=== Exercise aim ===
Starting with the line containing "box: [1172, 323, 1241, 674]" and going on through the line containing "positive clicks: (1228, 398) (1188, 404)", return the lines of the data below exactly, and only those.

────────

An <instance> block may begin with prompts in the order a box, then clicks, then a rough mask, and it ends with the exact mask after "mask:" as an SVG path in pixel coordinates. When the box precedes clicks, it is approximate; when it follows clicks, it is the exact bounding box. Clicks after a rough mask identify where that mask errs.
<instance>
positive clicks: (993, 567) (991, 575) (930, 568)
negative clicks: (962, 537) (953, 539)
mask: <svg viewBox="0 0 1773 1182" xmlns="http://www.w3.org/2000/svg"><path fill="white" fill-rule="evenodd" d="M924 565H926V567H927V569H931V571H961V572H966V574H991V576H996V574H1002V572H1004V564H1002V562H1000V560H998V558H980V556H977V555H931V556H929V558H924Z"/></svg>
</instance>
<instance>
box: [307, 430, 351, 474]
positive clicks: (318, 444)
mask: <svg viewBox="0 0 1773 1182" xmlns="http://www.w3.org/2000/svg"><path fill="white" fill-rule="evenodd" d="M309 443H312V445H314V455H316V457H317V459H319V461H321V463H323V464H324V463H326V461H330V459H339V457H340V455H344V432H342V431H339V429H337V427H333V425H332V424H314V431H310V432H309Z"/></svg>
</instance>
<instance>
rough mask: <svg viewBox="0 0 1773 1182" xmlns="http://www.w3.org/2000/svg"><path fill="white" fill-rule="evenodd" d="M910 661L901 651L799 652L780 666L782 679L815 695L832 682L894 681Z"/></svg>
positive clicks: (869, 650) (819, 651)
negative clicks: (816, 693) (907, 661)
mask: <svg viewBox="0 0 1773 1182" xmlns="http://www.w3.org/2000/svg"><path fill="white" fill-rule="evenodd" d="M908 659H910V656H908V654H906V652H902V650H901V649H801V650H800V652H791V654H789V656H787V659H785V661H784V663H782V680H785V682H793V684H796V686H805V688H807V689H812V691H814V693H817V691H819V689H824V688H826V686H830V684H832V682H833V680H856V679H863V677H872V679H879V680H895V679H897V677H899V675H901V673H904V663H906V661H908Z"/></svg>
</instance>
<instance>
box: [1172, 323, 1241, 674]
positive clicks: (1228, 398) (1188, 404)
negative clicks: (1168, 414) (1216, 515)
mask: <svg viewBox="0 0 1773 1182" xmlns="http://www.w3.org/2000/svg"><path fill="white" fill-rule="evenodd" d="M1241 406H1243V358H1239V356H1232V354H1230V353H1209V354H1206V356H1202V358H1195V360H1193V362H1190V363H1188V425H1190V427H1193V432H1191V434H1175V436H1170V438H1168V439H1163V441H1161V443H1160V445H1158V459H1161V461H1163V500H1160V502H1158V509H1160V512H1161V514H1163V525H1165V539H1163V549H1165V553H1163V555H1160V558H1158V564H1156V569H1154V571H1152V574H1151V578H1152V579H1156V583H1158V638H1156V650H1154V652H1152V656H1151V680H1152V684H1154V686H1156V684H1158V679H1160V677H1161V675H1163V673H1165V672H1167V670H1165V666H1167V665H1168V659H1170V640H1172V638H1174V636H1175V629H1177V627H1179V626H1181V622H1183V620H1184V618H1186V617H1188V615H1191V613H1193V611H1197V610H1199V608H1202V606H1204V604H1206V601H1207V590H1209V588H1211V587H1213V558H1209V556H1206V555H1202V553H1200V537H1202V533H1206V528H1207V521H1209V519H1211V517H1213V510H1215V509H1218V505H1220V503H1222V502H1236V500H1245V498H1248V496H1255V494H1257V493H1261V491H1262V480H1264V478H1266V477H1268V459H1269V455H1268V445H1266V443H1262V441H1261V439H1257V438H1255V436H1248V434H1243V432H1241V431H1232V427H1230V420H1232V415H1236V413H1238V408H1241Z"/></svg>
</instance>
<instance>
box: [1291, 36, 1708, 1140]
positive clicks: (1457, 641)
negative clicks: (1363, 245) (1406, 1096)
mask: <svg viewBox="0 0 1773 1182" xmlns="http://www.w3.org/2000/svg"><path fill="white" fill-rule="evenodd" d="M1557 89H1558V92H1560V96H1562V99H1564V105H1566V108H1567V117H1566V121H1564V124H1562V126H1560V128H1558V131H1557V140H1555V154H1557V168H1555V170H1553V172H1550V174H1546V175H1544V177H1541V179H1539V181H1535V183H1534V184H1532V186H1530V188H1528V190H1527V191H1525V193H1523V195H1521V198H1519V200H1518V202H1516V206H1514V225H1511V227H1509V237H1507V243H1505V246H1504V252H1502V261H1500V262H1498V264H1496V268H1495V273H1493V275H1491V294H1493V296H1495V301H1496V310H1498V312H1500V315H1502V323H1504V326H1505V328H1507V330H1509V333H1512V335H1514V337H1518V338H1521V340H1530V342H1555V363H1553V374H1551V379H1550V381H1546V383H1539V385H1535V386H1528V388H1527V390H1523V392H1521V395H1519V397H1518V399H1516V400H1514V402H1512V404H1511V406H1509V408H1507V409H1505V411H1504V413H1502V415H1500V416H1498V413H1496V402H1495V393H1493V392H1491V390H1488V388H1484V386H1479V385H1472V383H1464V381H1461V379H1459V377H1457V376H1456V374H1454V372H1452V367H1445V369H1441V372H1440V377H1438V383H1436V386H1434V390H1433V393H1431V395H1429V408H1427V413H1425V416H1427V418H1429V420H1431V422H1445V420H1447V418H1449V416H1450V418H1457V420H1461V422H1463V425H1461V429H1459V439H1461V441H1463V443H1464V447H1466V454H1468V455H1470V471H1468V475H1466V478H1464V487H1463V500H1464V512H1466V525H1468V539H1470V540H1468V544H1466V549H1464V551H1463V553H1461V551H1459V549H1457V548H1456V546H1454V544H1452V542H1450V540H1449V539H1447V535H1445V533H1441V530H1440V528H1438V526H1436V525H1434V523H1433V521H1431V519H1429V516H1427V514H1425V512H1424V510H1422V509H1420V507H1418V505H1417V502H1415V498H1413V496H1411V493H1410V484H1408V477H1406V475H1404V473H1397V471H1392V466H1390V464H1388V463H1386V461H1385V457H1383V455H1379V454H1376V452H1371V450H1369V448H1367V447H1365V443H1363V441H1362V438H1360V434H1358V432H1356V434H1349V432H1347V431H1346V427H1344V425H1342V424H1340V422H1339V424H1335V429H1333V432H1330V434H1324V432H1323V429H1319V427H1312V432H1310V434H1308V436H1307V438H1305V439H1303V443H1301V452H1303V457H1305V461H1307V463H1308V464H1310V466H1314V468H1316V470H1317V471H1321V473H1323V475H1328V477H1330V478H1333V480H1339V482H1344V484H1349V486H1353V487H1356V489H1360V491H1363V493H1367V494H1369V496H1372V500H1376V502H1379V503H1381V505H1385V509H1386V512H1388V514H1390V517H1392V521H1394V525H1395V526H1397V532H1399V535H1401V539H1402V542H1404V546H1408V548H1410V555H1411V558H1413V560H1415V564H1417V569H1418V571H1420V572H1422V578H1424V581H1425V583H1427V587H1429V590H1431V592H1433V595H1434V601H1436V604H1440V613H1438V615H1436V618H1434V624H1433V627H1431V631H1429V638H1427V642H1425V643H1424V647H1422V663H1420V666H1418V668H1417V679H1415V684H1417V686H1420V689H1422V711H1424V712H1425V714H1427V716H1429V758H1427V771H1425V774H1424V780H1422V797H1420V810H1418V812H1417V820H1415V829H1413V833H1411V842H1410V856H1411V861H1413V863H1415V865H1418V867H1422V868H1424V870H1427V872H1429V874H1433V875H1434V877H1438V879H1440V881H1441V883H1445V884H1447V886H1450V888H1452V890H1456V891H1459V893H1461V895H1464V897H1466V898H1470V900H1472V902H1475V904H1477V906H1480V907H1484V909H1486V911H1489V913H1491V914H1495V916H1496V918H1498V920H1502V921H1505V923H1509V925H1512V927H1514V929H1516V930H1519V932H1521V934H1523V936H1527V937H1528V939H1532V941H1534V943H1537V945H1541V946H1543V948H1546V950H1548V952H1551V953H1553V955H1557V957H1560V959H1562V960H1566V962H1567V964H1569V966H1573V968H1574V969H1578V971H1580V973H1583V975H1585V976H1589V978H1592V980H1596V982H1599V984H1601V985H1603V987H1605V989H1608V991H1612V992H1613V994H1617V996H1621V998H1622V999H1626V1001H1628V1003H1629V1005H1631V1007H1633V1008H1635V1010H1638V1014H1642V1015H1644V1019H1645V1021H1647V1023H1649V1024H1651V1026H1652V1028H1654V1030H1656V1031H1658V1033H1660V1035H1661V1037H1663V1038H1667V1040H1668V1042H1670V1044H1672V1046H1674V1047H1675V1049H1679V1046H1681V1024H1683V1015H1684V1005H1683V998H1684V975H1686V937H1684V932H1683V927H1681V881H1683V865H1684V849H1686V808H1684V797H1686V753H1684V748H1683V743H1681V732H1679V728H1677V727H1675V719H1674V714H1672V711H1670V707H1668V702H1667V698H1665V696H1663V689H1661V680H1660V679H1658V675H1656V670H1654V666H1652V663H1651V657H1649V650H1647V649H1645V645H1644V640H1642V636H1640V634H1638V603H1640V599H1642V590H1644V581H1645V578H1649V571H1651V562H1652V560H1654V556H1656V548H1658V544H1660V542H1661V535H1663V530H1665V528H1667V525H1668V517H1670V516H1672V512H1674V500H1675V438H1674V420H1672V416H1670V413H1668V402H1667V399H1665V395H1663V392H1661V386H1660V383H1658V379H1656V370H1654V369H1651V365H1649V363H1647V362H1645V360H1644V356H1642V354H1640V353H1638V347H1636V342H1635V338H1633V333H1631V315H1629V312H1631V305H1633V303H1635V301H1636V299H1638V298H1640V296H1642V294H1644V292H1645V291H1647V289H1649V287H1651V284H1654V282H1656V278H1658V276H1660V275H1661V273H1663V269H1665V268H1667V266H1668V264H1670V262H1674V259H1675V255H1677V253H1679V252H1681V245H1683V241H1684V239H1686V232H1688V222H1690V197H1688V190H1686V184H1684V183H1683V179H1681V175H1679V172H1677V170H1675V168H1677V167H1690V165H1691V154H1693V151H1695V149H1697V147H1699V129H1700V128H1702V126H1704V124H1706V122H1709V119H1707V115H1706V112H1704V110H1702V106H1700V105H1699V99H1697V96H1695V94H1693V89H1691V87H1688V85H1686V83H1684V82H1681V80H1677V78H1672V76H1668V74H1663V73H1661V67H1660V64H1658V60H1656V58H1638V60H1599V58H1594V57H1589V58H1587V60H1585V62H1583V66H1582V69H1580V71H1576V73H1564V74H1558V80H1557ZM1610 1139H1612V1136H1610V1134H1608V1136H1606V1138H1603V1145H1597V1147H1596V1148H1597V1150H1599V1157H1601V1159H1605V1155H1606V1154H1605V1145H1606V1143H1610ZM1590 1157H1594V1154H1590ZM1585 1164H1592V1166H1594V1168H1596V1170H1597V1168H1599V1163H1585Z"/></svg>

────────

=== Output of the task ===
box: [1172, 323, 1241, 674]
positive clicks: (1228, 398) (1188, 404)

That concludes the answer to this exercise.